> Extract provided:
Metadata-Version: 2.4
Name: matryca-plumber
Version: 1.7.0
Summary: Enterprise-grade, local-first autonomous background AI daemon and headless mutation plane for Logseq OG.
License: Apache-2.0
Project-URL: Homepage, https://github.com/MarcoPorcellato/matryca-plumber
Project-URL: Repository, https://github.com/MarcoPorcellato/matryca-plumber
Project-URL: Issues, https://github.com/MarcoPorcellato/matryca-plumber/issues
Requires-Python: >=3.12
Description-Content-Type: text/markdown
License-File: LICENSE
License-File: NOTICE
Requires-Dist: logseq-matryca-parser>=0.3.3
Requires-Dist: pydantic<3.0.0,>=2.0.0
Requires-Dist: python-dotenv<2.0.0,>=1.0.0
Requires-Dist: loguru<1.0.0,>=0.7.0
Requires-Dist: mcp<2.0.0,>=1.0.0
Requires-Dist: pyyaml<7.0.0,>=6.0.0
Requires-Dist: openai<2.0.0,>=1.50.0
Requires-Dist: instructor<2.0.0,>=1.7.0
Requires-Dist: rich<14.0.0,>=13.9.0
Requires-Dist: fastapi<1.0.0,>=0.115.0
Requires-Dist: uvicorn<1.0.0,>=0.32.0
Requires-Dist: httpx<1.0.0,>=0.28.0
Requires-Dist: packaging<26.0,>=24.0
Provides-Extra: dev
Requires-Dist: pytest<10.0.0,>=9.0.3; extra == "dev"

Records excerpted from a collection:
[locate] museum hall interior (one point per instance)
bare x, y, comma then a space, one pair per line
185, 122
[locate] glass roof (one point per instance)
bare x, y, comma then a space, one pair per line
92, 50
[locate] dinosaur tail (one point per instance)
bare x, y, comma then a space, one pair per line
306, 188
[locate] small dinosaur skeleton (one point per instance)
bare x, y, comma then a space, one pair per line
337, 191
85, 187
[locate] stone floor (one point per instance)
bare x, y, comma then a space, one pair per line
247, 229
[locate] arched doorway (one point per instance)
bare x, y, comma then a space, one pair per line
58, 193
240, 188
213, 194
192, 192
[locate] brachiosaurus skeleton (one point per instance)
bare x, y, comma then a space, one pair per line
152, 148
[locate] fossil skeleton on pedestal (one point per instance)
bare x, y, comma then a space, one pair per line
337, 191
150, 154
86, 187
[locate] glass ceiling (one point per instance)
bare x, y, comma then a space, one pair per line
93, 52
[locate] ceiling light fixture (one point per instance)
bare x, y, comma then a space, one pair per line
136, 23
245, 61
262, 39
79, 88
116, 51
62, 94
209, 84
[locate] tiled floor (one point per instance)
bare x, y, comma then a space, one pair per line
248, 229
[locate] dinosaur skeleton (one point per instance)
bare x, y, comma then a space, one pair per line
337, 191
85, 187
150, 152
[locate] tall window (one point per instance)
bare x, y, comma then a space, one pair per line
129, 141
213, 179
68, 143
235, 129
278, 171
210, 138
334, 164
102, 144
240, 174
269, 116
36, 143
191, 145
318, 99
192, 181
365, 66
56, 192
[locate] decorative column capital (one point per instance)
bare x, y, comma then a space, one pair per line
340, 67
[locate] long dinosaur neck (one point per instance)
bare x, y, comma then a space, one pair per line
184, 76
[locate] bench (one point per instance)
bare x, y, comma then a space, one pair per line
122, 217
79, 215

> Exercise requirements:
- 1) Reproduce, word for word, the stretch of the package metadata from "Metadata-Version: 2.4" through "for Logseq OG.".
- 2) Using only the package metadata, explain when pytest is required and which line sets that condition.
- 3) List every Project-URL label in the package metadata together with the address given for it.

> Task results:
- 1)
Metadata-Version: 2.4
Name: matryca-plumber
Version: 1.7.0
Summary: Enterprise-grade, local-first autonomous background AI daemon and headless mutation plane for Logseq OG.

- 2) Pytest is required only for the "dev" extra. Its line ends with the marker extra == "dev", and that extra is declared in the line "Provides-Extra: dev".

- 3)
- Homepage: https://github.com/MarcoPorcellato/matryca-plumber
- Repository: https://github.com/MarcoPorcellato/matryca-plumber
- Issues: https://github.com/MarcoPorcellato/matryca-plumber/issues